## WORK TO COMPLETE
Return every line below that contains the string "positive".

[[ MATERIAL SUPPLIED open ]]

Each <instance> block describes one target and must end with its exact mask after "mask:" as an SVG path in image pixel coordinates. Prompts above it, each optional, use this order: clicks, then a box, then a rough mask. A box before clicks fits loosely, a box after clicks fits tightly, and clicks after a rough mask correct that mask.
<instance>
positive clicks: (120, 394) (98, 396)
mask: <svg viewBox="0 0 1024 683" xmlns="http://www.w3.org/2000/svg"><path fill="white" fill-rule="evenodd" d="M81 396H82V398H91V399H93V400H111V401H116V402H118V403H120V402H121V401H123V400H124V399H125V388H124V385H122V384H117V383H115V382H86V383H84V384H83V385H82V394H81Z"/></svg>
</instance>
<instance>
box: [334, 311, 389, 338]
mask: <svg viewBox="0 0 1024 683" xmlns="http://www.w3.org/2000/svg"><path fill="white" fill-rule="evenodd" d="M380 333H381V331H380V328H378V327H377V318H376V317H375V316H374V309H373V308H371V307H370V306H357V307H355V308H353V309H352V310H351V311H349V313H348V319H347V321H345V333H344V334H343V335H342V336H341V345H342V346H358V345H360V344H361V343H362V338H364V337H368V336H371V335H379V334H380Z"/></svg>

[[ MATERIAL SUPPLIED closed ]]
[[ MATERIAL SUPPLIED open ]]

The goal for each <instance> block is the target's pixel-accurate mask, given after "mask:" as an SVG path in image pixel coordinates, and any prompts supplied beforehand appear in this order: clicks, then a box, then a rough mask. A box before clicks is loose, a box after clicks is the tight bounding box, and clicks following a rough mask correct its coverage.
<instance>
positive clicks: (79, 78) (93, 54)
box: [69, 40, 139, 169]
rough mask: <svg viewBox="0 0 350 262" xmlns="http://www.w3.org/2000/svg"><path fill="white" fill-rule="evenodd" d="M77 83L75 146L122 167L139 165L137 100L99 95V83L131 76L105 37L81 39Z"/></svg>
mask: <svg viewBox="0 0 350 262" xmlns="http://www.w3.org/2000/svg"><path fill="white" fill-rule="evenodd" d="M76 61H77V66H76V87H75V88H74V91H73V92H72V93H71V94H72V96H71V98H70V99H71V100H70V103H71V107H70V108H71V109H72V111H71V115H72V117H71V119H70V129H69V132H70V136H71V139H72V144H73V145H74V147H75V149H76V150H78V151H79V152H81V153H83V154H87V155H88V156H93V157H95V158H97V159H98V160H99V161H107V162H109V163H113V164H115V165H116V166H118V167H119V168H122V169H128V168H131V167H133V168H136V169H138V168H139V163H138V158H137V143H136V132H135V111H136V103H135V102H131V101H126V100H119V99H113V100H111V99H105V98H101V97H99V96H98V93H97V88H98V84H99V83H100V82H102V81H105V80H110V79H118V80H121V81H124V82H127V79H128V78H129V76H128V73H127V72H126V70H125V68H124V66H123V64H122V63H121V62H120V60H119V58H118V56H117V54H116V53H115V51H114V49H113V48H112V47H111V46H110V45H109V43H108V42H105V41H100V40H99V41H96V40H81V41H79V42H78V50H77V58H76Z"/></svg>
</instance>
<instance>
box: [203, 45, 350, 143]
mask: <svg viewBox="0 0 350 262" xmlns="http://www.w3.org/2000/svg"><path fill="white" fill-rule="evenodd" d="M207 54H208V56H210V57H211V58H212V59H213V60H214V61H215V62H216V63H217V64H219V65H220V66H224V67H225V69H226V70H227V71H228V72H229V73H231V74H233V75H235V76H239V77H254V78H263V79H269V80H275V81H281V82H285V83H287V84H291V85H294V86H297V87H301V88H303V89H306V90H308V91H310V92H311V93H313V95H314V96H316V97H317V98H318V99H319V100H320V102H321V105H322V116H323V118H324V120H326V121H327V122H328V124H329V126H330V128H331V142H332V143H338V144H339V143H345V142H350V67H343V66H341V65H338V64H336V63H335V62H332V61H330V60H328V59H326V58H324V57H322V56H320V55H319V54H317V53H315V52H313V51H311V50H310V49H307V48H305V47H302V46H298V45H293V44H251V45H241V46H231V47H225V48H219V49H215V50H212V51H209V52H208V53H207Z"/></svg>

[[ MATERIAL SUPPLIED closed ]]
[[ MATERIAL SUPPLIED open ]]

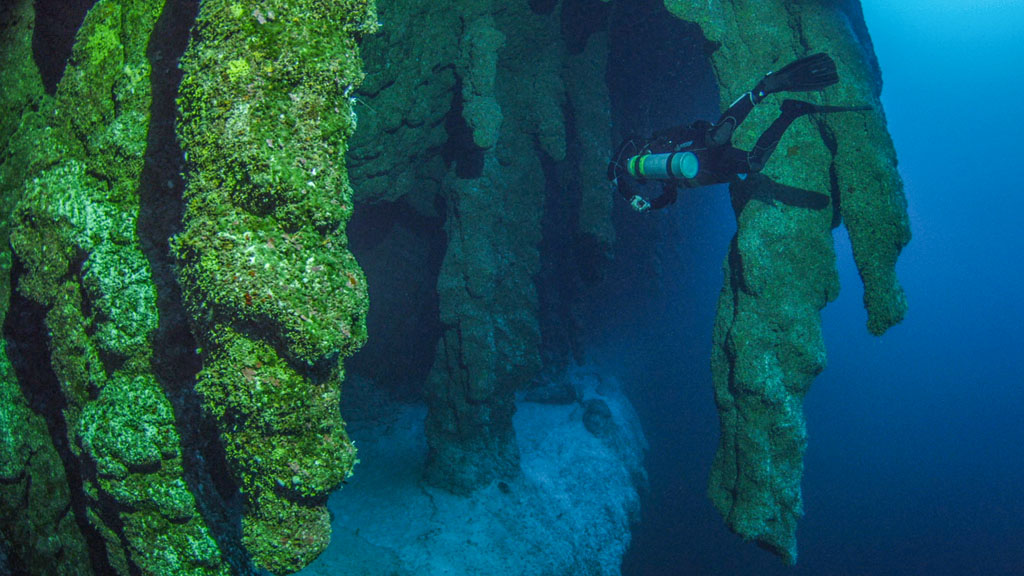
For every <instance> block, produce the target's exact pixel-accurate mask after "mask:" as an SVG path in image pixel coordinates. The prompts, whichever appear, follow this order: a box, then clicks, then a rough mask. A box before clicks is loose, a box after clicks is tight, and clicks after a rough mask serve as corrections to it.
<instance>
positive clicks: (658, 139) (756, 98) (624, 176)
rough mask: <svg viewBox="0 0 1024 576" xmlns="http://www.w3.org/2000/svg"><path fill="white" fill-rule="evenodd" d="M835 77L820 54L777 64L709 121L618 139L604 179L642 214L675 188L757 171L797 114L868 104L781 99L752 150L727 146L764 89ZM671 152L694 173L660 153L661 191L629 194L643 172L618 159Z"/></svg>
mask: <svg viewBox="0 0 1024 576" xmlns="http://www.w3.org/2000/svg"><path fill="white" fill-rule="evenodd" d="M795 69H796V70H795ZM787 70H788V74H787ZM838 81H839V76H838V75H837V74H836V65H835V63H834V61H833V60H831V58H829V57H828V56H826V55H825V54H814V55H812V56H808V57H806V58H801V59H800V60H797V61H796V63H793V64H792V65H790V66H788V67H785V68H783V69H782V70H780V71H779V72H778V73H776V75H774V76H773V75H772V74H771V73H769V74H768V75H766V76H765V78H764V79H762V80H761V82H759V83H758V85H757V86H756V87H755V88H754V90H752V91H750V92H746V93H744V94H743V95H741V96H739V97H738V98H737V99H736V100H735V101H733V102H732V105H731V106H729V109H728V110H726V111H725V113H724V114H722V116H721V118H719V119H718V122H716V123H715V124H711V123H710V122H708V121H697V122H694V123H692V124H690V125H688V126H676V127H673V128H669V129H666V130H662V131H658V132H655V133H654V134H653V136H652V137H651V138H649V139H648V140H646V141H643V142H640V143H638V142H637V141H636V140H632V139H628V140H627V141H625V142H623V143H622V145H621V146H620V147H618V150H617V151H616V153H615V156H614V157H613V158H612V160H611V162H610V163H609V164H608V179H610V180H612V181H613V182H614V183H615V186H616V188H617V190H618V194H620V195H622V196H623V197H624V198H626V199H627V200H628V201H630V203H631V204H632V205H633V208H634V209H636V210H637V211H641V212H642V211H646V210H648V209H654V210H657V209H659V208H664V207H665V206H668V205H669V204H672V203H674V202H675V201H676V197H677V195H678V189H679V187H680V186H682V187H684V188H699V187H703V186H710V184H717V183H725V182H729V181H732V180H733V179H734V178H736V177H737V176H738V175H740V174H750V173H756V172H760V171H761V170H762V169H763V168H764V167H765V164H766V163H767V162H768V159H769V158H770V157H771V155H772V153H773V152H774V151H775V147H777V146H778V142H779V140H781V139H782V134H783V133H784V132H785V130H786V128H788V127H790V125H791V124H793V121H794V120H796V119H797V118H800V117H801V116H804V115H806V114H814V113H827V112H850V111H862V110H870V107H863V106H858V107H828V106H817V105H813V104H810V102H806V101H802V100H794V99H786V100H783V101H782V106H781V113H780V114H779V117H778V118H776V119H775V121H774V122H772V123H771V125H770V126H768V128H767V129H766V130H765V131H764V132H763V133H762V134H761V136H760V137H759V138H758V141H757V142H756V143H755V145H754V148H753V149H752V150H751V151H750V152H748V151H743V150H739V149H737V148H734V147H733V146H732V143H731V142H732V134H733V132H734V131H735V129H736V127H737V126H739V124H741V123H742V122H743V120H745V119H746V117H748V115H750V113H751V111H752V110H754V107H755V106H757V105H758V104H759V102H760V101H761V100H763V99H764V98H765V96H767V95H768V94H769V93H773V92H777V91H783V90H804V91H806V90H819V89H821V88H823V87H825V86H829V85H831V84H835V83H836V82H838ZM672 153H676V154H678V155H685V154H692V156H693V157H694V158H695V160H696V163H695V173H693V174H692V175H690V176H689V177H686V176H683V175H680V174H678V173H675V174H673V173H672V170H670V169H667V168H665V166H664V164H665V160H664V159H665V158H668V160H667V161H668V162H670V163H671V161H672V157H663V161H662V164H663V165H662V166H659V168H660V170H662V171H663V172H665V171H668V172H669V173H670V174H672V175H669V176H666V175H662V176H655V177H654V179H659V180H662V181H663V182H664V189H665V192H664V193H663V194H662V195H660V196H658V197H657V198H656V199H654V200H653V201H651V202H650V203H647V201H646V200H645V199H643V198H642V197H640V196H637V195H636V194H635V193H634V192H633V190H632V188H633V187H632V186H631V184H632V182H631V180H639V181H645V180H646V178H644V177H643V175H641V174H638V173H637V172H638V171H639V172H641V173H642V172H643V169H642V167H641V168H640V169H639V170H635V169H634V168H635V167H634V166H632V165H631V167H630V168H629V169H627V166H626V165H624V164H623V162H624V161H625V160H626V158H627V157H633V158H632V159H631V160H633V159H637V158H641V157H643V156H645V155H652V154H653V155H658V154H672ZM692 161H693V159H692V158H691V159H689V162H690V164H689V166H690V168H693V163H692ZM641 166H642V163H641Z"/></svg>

[[ MATERIAL SUPPLIED closed ]]

## ANSWER TO THIS EXERCISE
positive clicks: (120, 394) (98, 396)
positive clicks: (79, 78) (93, 54)
positive clicks: (658, 139) (756, 98) (624, 176)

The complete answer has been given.